TO BE DONE: Please show every row below that contains the string "planter".

DATA FOR THIS EXERCISE:
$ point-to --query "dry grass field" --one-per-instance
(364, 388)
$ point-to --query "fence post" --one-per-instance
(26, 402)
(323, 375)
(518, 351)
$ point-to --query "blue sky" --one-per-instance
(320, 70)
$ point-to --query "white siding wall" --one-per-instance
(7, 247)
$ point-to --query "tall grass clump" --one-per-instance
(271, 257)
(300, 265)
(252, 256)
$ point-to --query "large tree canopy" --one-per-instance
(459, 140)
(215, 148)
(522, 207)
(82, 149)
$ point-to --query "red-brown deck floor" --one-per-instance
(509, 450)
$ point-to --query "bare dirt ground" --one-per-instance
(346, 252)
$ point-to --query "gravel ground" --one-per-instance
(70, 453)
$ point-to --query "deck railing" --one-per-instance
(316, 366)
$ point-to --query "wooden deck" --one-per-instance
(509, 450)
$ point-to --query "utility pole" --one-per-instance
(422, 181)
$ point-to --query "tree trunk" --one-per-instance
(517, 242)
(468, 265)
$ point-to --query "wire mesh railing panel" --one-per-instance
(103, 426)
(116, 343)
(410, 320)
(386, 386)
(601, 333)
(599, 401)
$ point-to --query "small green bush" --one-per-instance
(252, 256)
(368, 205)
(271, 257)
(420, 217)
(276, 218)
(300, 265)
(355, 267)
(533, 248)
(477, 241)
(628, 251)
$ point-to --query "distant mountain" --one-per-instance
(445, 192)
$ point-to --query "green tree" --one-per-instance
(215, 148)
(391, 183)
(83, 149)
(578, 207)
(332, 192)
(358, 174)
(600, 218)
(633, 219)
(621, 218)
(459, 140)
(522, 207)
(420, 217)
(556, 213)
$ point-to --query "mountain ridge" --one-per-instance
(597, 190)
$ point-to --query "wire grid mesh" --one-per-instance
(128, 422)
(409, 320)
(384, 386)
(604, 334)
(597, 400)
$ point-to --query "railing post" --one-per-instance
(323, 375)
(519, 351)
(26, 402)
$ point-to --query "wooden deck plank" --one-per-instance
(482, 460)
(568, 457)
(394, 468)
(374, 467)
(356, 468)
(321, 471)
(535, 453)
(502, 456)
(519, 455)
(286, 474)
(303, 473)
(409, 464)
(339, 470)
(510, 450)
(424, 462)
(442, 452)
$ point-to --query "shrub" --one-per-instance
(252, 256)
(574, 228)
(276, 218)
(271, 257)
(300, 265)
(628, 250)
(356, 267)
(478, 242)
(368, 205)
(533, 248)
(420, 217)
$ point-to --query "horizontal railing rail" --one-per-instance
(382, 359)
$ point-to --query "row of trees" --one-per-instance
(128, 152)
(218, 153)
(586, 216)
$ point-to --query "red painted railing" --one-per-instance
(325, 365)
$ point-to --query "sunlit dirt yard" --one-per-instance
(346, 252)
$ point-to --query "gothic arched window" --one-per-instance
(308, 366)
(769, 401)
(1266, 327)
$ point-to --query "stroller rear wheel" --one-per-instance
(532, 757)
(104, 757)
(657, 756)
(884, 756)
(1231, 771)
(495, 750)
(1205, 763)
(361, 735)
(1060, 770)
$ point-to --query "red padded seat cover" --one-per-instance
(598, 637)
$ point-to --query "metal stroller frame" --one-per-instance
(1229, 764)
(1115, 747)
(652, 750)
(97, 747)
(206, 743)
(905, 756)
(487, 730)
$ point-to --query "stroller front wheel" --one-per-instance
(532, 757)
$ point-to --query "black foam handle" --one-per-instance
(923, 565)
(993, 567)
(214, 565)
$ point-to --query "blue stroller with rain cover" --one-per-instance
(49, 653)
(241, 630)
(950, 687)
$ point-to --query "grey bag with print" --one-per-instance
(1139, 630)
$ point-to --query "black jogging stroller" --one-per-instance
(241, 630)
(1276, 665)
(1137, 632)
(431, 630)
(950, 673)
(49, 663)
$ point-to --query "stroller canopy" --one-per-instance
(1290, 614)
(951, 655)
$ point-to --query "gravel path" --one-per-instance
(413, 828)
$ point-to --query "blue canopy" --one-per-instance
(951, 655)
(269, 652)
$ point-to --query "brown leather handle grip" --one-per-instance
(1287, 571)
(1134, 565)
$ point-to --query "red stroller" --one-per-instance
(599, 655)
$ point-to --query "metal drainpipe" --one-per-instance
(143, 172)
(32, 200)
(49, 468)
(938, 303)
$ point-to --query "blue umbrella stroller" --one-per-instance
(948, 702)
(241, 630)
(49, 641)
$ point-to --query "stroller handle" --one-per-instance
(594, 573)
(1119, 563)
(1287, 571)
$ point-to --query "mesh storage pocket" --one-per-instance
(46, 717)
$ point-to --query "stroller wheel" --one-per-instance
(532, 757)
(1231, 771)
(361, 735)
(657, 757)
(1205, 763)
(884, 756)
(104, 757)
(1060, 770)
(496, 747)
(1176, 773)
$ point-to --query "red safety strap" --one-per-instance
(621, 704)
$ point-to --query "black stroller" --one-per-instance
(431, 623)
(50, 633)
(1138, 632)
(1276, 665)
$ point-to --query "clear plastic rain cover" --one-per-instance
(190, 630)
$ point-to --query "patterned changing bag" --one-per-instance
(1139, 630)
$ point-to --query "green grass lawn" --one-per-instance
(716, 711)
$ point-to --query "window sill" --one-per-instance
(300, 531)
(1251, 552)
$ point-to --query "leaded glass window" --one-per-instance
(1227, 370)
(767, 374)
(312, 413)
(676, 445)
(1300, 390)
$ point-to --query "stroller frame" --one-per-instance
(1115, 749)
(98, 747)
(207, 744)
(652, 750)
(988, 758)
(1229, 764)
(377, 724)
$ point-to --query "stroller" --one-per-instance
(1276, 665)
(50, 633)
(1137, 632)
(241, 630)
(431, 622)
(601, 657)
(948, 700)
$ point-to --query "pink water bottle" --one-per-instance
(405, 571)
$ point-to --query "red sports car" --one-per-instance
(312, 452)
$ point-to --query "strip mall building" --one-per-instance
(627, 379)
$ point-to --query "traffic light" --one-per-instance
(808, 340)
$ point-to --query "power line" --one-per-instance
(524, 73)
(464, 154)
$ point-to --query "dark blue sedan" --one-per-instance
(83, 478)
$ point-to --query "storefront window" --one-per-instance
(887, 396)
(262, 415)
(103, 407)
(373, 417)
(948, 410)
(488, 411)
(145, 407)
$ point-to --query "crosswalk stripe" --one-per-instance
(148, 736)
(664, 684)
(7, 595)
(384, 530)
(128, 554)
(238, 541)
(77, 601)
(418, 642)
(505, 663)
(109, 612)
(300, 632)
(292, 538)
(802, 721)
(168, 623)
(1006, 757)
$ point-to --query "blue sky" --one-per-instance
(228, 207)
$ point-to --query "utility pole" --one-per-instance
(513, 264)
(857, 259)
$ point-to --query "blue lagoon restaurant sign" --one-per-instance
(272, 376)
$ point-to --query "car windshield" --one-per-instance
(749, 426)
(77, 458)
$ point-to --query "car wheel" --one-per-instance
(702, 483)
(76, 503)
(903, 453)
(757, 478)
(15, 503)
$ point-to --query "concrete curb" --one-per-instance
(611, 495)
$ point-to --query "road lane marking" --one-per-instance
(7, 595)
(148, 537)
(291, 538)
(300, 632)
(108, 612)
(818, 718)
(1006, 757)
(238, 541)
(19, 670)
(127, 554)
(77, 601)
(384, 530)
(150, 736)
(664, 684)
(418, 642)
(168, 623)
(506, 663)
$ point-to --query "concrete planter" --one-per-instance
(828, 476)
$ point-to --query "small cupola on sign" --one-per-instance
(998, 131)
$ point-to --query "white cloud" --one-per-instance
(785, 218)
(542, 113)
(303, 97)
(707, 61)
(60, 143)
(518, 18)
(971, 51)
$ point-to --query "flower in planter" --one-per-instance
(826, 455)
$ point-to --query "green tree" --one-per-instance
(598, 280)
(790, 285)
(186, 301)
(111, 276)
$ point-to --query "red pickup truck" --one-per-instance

FULL ANSWER:
$ point-to --query "concrete planter" --one-per-instance
$ point-to --query "flower in planter" --one-per-instance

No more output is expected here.